» What to do
Put every line of the rows below into a JSON list of strings, one string per line, with blank lines left out. Leave the pictures out of your answer.

» Information supplied
_ _ _ _ _
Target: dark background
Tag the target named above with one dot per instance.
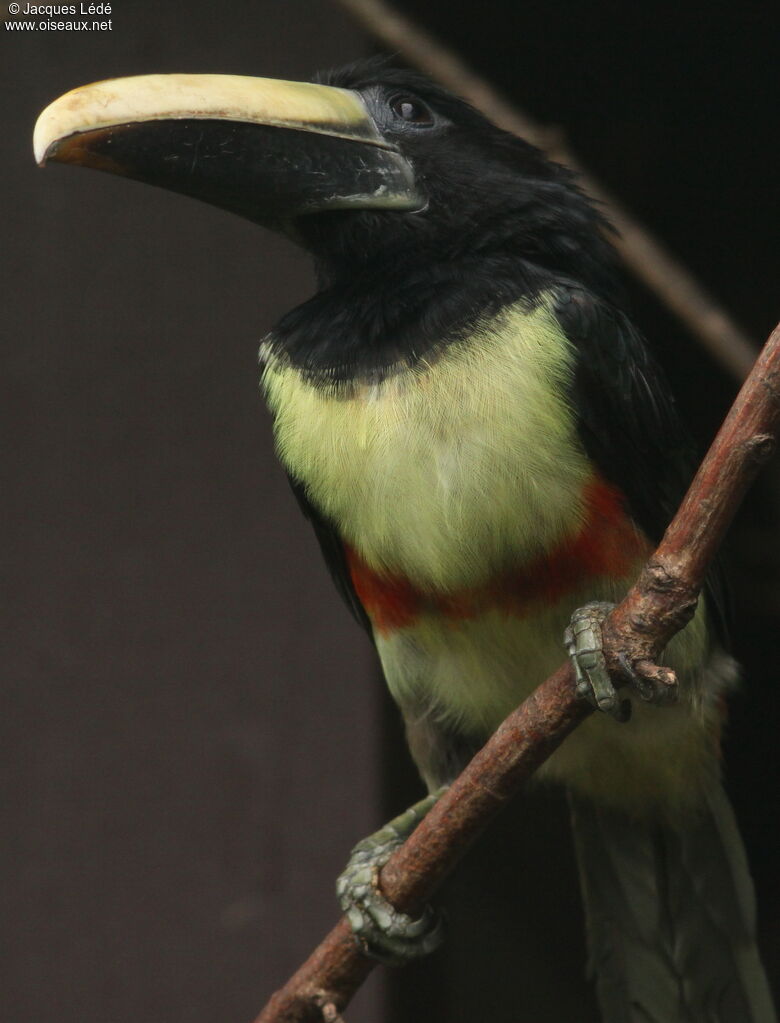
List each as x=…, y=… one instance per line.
x=192, y=729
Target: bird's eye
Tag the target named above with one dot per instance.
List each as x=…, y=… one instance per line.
x=410, y=109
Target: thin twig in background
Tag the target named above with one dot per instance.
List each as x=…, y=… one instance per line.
x=655, y=608
x=646, y=257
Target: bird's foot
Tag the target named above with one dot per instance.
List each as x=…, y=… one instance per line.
x=382, y=931
x=583, y=642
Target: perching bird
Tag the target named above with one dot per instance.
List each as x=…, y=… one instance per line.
x=483, y=445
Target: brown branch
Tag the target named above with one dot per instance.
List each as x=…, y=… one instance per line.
x=644, y=254
x=655, y=608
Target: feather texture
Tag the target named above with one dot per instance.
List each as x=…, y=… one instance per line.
x=670, y=916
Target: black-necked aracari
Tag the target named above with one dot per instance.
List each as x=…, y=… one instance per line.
x=483, y=444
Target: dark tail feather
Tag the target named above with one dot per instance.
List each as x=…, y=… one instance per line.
x=670, y=917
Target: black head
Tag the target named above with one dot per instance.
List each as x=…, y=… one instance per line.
x=485, y=191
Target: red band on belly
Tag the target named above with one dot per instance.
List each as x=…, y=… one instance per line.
x=606, y=545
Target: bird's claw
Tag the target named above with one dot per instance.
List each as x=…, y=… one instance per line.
x=585, y=646
x=382, y=931
x=583, y=642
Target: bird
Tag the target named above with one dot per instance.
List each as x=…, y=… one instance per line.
x=487, y=451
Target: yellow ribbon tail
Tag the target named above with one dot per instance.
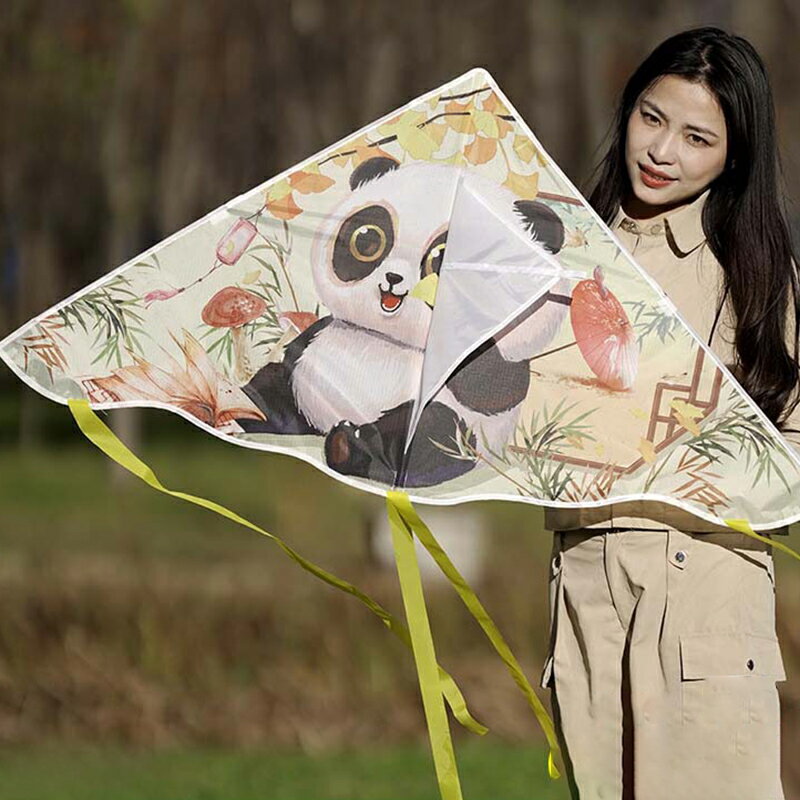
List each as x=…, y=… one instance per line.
x=743, y=526
x=100, y=435
x=424, y=655
x=403, y=507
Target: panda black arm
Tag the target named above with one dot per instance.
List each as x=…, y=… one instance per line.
x=271, y=390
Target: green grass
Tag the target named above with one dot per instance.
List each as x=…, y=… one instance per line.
x=488, y=770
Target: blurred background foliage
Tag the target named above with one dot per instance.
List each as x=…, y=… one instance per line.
x=143, y=637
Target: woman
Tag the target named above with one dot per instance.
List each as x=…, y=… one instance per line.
x=664, y=658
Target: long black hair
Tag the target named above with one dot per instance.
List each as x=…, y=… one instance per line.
x=744, y=223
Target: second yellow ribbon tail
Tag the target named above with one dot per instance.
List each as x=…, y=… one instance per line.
x=403, y=507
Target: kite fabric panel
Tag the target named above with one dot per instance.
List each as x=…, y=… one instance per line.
x=427, y=305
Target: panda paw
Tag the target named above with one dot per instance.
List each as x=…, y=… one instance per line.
x=358, y=450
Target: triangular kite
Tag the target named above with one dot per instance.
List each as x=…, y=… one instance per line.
x=428, y=309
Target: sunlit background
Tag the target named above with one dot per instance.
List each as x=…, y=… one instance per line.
x=149, y=648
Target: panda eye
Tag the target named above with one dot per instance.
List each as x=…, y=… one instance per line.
x=367, y=243
x=364, y=240
x=432, y=260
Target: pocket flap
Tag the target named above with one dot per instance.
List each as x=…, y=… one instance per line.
x=704, y=655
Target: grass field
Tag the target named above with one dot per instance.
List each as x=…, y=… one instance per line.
x=488, y=771
x=163, y=652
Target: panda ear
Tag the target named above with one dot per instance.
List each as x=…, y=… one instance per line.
x=372, y=168
x=541, y=221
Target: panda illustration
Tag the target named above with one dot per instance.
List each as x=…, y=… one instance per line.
x=353, y=375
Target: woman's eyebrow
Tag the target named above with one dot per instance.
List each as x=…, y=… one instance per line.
x=688, y=127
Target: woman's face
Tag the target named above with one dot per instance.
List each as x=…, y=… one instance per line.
x=677, y=130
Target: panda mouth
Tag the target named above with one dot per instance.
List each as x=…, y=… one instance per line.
x=390, y=301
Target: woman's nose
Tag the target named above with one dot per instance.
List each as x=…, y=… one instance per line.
x=662, y=149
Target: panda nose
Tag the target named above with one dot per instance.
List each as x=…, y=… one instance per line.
x=393, y=278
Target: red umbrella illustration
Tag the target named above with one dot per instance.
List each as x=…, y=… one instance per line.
x=603, y=333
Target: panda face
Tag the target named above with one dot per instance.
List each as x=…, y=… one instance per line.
x=378, y=244
x=390, y=232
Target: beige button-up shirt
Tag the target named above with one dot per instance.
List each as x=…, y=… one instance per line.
x=673, y=249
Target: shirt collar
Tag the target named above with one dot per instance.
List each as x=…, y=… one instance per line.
x=683, y=227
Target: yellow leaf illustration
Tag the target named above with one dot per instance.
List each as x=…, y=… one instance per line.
x=310, y=180
x=480, y=150
x=492, y=102
x=647, y=450
x=460, y=118
x=524, y=148
x=436, y=131
x=524, y=186
x=486, y=123
x=279, y=190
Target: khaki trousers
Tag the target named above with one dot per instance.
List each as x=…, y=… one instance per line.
x=663, y=664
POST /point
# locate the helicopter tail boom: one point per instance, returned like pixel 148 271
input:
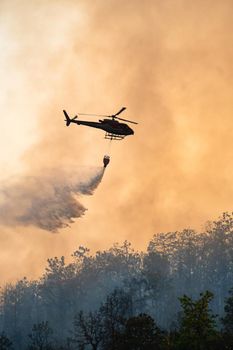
_ _ _ _ _
» Solution to the exercise
[
  "Target: dark background",
  "Tag the target named above with one dot per instance.",
  "List each as x=…, y=… one instance per line.",
  "x=192, y=729",
  "Target: bird's eye",
  "Tag the target named above with one dot per instance.",
  "List each as x=…, y=… one instance per line.",
  "x=410, y=109",
  "Target: thin twig in background",
  "Tag the target named above with one dot per instance.",
  "List each as x=…, y=… one instance per line.",
  "x=655, y=608",
  "x=646, y=257",
  "Target: bird's foot",
  "Tag the target named above with one dot per instance.",
  "List each as x=…, y=… one instance per line.",
  "x=382, y=931",
  "x=583, y=642",
  "Target: perching bird",
  "Tag the target named above with one dot per instance.",
  "List each as x=…, y=… one instance per line.",
  "x=483, y=445",
  "Target: brown branch",
  "Tag the target named above with one dot per instance.",
  "List each as x=…, y=… one instance per line.",
  "x=644, y=254",
  "x=655, y=608",
  "Target: feather texture",
  "Tag the target named above with one dot per instance.",
  "List each as x=…, y=… one instance per line.",
  "x=670, y=916",
  "Target: black-necked aracari",
  "Tag the target named above with one dot per instance.",
  "List each as x=…, y=… one instance per line.",
  "x=483, y=444",
  "Target: dark tail feather",
  "Tag the target named above with one dot per instance.",
  "List each as x=…, y=… one instance per line.",
  "x=670, y=917",
  "Target: black head",
  "Tag the target named above with one dot per instance.",
  "List each as x=…, y=… one instance per line.",
  "x=485, y=191",
  "Target: red band on belly",
  "Tag the target named above with one dot per instance.",
  "List each as x=…, y=… one instance per line.",
  "x=606, y=545",
  "Target: bird's claw",
  "Tag the target named above with one dot per instance.",
  "List each as x=…, y=… one instance per line.",
  "x=585, y=646",
  "x=382, y=931",
  "x=583, y=642",
  "Target: bird",
  "Tag the target named above with one dot per instance.",
  "List each as x=…, y=… one instance per line.",
  "x=487, y=451",
  "Target: yellow ribbon tail",
  "Tag the target named above with one dot per instance.",
  "List each as x=…, y=… one instance per line.",
  "x=743, y=526",
  "x=100, y=435",
  "x=424, y=655",
  "x=403, y=507",
  "Target: panda black arm",
  "Tag the target named above with one dot per instance.",
  "List each as x=…, y=… one instance per line.",
  "x=271, y=390",
  "Target: green grass",
  "Tag the target named above with one dot per instance.",
  "List each as x=…, y=… one instance per line.",
  "x=488, y=770",
  "Target: blurred background foliage",
  "Tag the target named above with one dot per instance.",
  "List each as x=…, y=… one instance per line.",
  "x=143, y=637",
  "Target: woman",
  "Tag the target named above with one dot per instance.",
  "List each as x=…, y=… one instance per line.",
  "x=664, y=658",
  "Target: long black hair",
  "Tag the target named above with one dot per instance.",
  "List each as x=…, y=… one instance per line.",
  "x=744, y=223",
  "Target: second yellow ribbon tail",
  "Tag the target named above with one dot per instance.",
  "List each as x=…, y=… one instance per line.",
  "x=403, y=507",
  "Target: kite fabric panel",
  "Tag the target named above with one dot per instance.",
  "List each as x=…, y=… one instance per line.",
  "x=427, y=305",
  "Target: panda paw",
  "Tag the target named above with one dot per instance.",
  "List each as x=…, y=… one instance per line.",
  "x=358, y=450",
  "Target: triangular kite",
  "Tag the target named above with one dot per instance.",
  "List each as x=…, y=… one instance per line.",
  "x=428, y=309",
  "Target: sunlit background",
  "Tag the target named above with one dot per instance.",
  "List each as x=…, y=… one instance per line.",
  "x=149, y=648",
  "Target: panda eye",
  "Tag the target named above with one dot per instance.",
  "List each as x=…, y=… one instance per line.",
  "x=367, y=243",
  "x=364, y=240",
  "x=432, y=260",
  "Target: pocket flap",
  "Tag the target named above with one dot per instance.",
  "List each as x=…, y=… one instance per line.",
  "x=704, y=655",
  "Target: grass field",
  "Tag the target named above with one dot per instance.",
  "List each as x=…, y=… one instance per line.",
  "x=488, y=771",
  "x=163, y=652",
  "Target: panda ear",
  "Tag the target named above with one dot per instance.",
  "List each as x=…, y=… one instance per line.",
  "x=372, y=168",
  "x=541, y=221",
  "Target: panda illustration",
  "Tag the target named above with one dot per instance.",
  "List each as x=…, y=… one instance per line.",
  "x=353, y=375",
  "Target: woman's eyebrow",
  "Tag the target named above with one dot per instance.",
  "List each as x=…, y=… one instance per line.",
  "x=688, y=127",
  "Target: woman's face",
  "Tag the target named above with one dot per instance.",
  "List each as x=…, y=… one instance per line.",
  "x=677, y=130",
  "Target: panda mouth",
  "Tag the target named above with one dot per instance.",
  "List each as x=…, y=… one instance per line.",
  "x=390, y=301",
  "Target: woman's nose",
  "Tag the target named above with one dot per instance.",
  "List each as x=…, y=… one instance per line.",
  "x=662, y=149",
  "Target: panda nose",
  "Tag the target named above with one dot per instance.",
  "List each as x=…, y=… one instance per line.",
  "x=393, y=278",
  "Target: red umbrella illustration",
  "Tag the target named above with one dot per instance.",
  "List each as x=…, y=… one instance per line.",
  "x=603, y=333",
  "Target: panda face",
  "Tag the target named above with one dot per instance.",
  "List each as x=…, y=… one instance per line.",
  "x=378, y=244",
  "x=390, y=232",
  "Target: beige button-up shirt",
  "Tag the target named above with one dot per instance.",
  "List each as x=…, y=… one instance per line.",
  "x=673, y=249",
  "Target: shirt collar",
  "Tag the target named above with one dot per instance.",
  "List each as x=…, y=… one instance per line.",
  "x=683, y=227",
  "Target: yellow leaf illustration",
  "Tag the target named above with one dot per instance.",
  "List each as x=…, y=… one instance per line.",
  "x=310, y=180",
  "x=480, y=150",
  "x=492, y=102",
  "x=647, y=450",
  "x=460, y=118",
  "x=524, y=148",
  "x=436, y=131",
  "x=524, y=186",
  "x=486, y=123",
  "x=279, y=190",
  "Target: khaki trousers",
  "Tag the target named above with one dot per instance.",
  "List each as x=…, y=… one instance per line.",
  "x=663, y=664",
  "POST /point",
  "# locate the helicopter tail boom: one point per instance, returned like pixel 148 271",
  "input:"
]